» Work required: The records shown below are to be repeated exactly and completely.

----- Records for processing

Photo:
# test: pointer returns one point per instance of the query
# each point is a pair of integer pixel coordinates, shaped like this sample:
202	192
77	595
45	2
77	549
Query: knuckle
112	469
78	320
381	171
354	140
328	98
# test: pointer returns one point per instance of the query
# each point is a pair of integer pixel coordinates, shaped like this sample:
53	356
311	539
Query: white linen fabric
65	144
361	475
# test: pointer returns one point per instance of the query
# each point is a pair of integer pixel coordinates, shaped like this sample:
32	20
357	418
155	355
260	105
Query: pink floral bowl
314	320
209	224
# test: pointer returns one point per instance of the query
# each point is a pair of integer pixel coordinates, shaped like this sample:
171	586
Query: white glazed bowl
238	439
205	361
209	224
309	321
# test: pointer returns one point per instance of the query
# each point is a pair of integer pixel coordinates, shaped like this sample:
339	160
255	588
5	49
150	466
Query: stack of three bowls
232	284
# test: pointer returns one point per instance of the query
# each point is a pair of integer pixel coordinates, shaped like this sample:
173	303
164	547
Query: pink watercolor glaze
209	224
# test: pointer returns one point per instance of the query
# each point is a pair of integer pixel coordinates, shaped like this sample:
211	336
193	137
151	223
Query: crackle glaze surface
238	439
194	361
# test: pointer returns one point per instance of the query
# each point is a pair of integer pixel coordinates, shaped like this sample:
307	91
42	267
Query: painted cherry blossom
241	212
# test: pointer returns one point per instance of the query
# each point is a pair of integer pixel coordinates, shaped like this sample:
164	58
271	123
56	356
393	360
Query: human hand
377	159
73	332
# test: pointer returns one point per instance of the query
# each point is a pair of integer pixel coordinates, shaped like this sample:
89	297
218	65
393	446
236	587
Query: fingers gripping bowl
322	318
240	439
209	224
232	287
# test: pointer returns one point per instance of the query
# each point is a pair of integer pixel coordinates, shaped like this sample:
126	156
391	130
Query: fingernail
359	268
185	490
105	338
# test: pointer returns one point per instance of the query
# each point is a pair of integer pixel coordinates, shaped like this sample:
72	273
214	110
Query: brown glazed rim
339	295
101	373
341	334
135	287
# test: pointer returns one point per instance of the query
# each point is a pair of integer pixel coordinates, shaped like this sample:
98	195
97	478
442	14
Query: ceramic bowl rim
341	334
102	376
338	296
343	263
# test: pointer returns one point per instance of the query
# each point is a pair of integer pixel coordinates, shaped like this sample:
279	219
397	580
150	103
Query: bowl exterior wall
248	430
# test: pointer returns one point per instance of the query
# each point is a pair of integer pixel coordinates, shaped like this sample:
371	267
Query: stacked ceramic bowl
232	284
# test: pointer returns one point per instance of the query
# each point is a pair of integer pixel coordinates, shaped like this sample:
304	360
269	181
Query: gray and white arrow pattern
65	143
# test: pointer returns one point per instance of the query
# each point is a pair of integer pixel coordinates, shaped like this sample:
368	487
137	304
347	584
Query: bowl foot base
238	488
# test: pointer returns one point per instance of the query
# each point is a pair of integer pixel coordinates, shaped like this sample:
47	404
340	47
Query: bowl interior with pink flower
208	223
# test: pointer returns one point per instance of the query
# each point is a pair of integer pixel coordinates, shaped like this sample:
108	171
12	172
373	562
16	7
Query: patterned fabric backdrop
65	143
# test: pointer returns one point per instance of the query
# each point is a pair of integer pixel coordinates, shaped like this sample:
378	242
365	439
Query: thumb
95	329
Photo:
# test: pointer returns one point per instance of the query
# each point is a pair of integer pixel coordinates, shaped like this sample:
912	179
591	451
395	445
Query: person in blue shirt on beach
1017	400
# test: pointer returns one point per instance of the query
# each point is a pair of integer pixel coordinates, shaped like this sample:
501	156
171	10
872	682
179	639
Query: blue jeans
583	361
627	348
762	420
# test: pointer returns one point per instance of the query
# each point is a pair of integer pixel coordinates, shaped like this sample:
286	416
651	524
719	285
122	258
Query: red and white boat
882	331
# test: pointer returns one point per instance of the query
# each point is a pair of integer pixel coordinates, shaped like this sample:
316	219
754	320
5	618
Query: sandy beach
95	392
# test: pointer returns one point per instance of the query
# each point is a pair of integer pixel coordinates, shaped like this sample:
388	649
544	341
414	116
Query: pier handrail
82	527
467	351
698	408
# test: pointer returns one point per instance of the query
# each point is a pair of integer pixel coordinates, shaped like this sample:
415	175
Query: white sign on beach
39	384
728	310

----------

» Reply:
Photo:
# test: pointer returns one point per instance of the query
# each point is a pair of integer pixel coordinates, shaped like this sample:
202	192
77	595
45	2
77	549
Query: knuckle
112	469
78	320
381	171
354	140
328	98
# test: pointer returns one point per instance of the query
# each point is a pair of integer pixel coordinates, shaped like this sample:
53	356
311	539
Query: white linen fabric
65	144
361	475
# test: pointer returns one point per instance of the query
# each point is a pair of integer pixel coordinates, shaped like this sample:
32	20
357	418
155	355
260	105
Query: pink floral bowl
314	320
209	224
# test: pointer returns one point per instance of the query
# each point is a pair of integer pixel coordinates, shaped like this sample:
171	586
Query: white glazed bowl
238	439
205	361
209	224
309	321
# test: pointer returns one point per instance of the query
# each point is a pair of integer pixel coordinates, shaped like this sample:
339	160
255	588
5	49
150	466
Query: stack of three bowls
232	284
# test: pointer returns one point per instance of the query
# each point is a pair of integer pixel coordinates, shaped like this sample:
173	303
164	547
Query: pink watercolor glaze
209	224
# test: pointer returns one point per instance of the query
# each point is a pair of integer pixel coordinates, shaped like this sample:
211	336
193	137
151	223
Query: crackle glaze surface
238	439
194	361
# test: pointer returns one point per instance of the query
# each point is a pair of integer pixel coordinates, shaped like this sample:
307	91
42	267
Query: painted cherry blossom
241	212
# test: pointer returns one point per instance of the query
# each point is a pair of integer pixel coordinates, shaped like this sample:
164	58
271	123
56	356
393	360
Query: human hand
377	159
73	332
# test: pointer returns one point per instance of the query
# each point is a pair of integer pixel coordinates, shaped like this sample:
89	297
218	65
393	446
236	587
Query: fingers gripping bowl
322	318
240	439
209	224
232	287
# test: pointer returns one point per instance of the query
# each point is a pair of integer pixel coordinates, shaped like this sample:
126	156
391	130
Query: fingernail
359	268
185	490
105	338
# test: pointer returns one point per instance of the query
# each point is a pair of integer pixel coordinates, shaped like this sample:
72	273
214	110
Query: brown glazed rim
339	295
101	373
341	334
135	287
# test: pointer returns one point per instance of the query
# each point is a pair of integer pixel coordinates, shaped like this sample:
98	195
97	478
442	14
Query: ceramic bowl rim
341	334
102	376
338	296
343	263
# test: pointer returns one point per instance of the query
# each point is a pair of integer pixel coordinates, shaped like this sample:
279	219
397	580
150	103
Query: bowl exterior wall
248	430
# test: pointer returns one point per instance of the query
# each point is a pair of integer pixel coordinates, shaped like this sample:
371	267
Query: stacked ceramic bowl
232	284
# test: pointer returns one point per instance of the query
# each point is a pair of integer pixel coordinates, shaped like this sample:
304	360
269	181
Query: gray and white arrow pattern
65	143
# test: pointer returns one point per instance of the query
# each point is a pair of integer pixel coordinates, shaped like this sample:
368	487
137	304
347	584
Query: bowl foot base
238	488
# test: pointer returns one point per instance of the query
# each point is a pair of integer pixel coordinates, shaped like this sample:
47	404
340	47
Query: bowl interior with pink flower
208	223
# test: pointer returns one point per instance of the query
# each point is a pair of integer pixel coordinates, shaped like this sample:
108	171
12	172
373	562
16	7
Query: patterned fabric backdrop
65	143
# test: pointer returns one point per instance of the query
# each point is a pair of integer pixel coordinates, shaped like this sample:
378	242
365	439
Query: thumb
95	329
Photo:
# test: pointer returns one point per instance of the query
# each point is a pair of integer pixel coordinates, shaped like this sample:
912	179
591	451
395	445
Query: person in blue shirt on beach
1017	400
# test: pointer returns one point per instance of the query
# each point is a pair of integer pixel coordinates, shaped like this sample:
501	156
171	10
872	682
179	639
Query: blue jeans
583	361
627	348
762	420
# test: pointer returns one point per instance of the query
# each point is a pair of integer pixel coordinates, shaped like this sample:
286	416
651	524
719	285
122	258
Query: red and white boat
882	331
# test: pointer returns one point per instance of the query
# each point is a pair of integer pixel coordinates, shaped like this sample:
316	219
754	320
5	618
Query: sandy beach
95	392
# test: pointer returns one point per instance of the query
# each point is a pair of integer pixel coordinates, shaped like this sample:
388	649
544	341
414	116
Query: pier handrail
82	527
467	351
698	408
# test: pointer returns one point per instance of the query
# each point is a pair of integer pixel coordinates, shaped like this sample:
415	175
Query: white sign on beach
39	384
728	310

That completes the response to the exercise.